SET EXERCISE
In the commentary below on Abraham's plea for Sodom, set down word for word the portion starting at "July 25, 2010" and ending at "have an effect.".

July 25, 2010

Today's First Reading and an Early Revelation

Justin Katz

Today's first reading for Roman Catholic Masses was the passage in which Abraham implores God to spare the city of Sodom for the sake of the innocents whom God might "sweep away... with the guilty." The typical reading of this passage — and the point most often emphasized during homilies — is that Abraham is daring to negotiate with God — and winning. The point often drawn from the scene is that prayer and intercessions can have an effect.

I can't recall the specifics, but I know that I've heard non-believers cite this interaction as evidence that the Bible can't be an accurate representation of the God whom believers profess it to describe, because an omniscient, omnipotent, benevolent God couldn't possibly bend to the requests of mere mortals. There's a capriciousness evident in a Supreme Being who would slaughter innocents with the guilty and then change His mind upon the request of a human being who is more charitable than Him.

Expanding the quotation, though, a few lines before those presented in the lectionary suggests a different interpretation:

The men set out from there and looked down toward Sodom; Abraham was walking with them, to see them on their way.

The Lord reflected: "Shall I hide from Abraham what I am about to do, now that he is to become a great and populous nation, and all the nations of the earth are to find blessing in him? Indeed, I have singled him out that he may direct his sons and his posterity to keep the way of the Lord by doing what is right and just, so that the Lord may carry into effect for Abraham the promises he made about him."

[Collected data]
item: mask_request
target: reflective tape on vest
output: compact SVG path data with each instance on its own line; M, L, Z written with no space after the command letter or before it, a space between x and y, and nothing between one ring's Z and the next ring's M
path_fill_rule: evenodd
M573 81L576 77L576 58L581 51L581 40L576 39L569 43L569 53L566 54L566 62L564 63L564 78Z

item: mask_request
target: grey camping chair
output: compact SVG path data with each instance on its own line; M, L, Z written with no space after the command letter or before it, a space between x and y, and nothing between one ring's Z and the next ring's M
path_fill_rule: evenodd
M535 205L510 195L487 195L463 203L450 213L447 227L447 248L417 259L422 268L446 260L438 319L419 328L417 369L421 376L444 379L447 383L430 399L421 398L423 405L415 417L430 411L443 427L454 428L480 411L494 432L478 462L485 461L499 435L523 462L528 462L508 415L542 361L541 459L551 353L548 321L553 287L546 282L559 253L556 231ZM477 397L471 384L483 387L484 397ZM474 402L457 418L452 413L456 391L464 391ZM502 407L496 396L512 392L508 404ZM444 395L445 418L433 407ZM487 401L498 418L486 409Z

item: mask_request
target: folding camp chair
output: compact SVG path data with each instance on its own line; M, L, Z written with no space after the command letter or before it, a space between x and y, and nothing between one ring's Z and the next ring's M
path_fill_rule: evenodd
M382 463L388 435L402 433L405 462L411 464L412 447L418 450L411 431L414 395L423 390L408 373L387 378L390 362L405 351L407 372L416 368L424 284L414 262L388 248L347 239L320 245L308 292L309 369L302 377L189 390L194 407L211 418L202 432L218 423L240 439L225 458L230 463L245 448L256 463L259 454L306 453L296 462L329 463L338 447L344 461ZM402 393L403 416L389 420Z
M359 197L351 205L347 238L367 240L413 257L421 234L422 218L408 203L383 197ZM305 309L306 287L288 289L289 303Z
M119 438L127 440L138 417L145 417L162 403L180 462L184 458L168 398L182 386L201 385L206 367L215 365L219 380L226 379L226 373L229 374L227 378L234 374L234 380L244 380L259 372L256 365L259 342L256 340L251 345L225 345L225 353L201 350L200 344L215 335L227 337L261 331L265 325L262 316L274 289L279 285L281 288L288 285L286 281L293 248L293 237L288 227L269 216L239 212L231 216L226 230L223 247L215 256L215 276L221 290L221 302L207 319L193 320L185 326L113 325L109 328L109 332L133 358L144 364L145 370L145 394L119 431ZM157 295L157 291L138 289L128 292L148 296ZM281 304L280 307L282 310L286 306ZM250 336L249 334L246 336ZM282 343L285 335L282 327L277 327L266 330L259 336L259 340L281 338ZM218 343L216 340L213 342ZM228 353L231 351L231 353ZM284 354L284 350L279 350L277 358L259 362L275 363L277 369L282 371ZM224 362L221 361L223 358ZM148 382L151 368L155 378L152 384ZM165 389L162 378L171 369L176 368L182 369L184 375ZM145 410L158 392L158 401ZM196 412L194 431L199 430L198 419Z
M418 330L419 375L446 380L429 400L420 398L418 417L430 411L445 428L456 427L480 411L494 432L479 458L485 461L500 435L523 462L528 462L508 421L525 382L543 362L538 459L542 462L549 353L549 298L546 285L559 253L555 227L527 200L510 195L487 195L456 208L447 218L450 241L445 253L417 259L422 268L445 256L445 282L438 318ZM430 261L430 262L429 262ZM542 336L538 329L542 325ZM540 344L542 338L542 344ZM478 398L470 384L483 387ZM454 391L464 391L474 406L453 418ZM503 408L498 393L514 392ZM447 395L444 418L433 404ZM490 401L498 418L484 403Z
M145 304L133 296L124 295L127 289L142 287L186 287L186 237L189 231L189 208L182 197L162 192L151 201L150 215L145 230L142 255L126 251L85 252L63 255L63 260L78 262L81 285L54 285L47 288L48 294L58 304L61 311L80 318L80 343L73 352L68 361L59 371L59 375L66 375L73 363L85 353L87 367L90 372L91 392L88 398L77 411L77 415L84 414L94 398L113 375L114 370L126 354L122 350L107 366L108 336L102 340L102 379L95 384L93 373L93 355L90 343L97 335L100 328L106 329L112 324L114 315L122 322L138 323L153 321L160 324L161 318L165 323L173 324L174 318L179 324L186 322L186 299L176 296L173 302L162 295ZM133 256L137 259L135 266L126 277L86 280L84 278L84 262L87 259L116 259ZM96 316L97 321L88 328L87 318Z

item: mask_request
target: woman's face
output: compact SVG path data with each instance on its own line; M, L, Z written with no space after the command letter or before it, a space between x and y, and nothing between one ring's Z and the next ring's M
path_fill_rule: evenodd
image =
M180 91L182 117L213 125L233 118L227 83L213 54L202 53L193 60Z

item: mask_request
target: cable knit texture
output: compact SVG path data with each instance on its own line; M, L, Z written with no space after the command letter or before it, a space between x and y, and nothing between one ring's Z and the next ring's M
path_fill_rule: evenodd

EXPECTED OUTPUT
July 25, 2010

Today's First Reading and an Early Revelation

Justin Katz

Today's first reading for Roman Catholic Masses was the passage in which Abraham implores God to spare the city of Sodom for the sake of the innocents whom God might "sweep away... with the guilty." The typical reading of this passage — and the point most often emphasized during homilies — is that Abraham is daring to negotiate with God — and winning. The point often drawn from the scene is that prayer and intercessions can have an effect.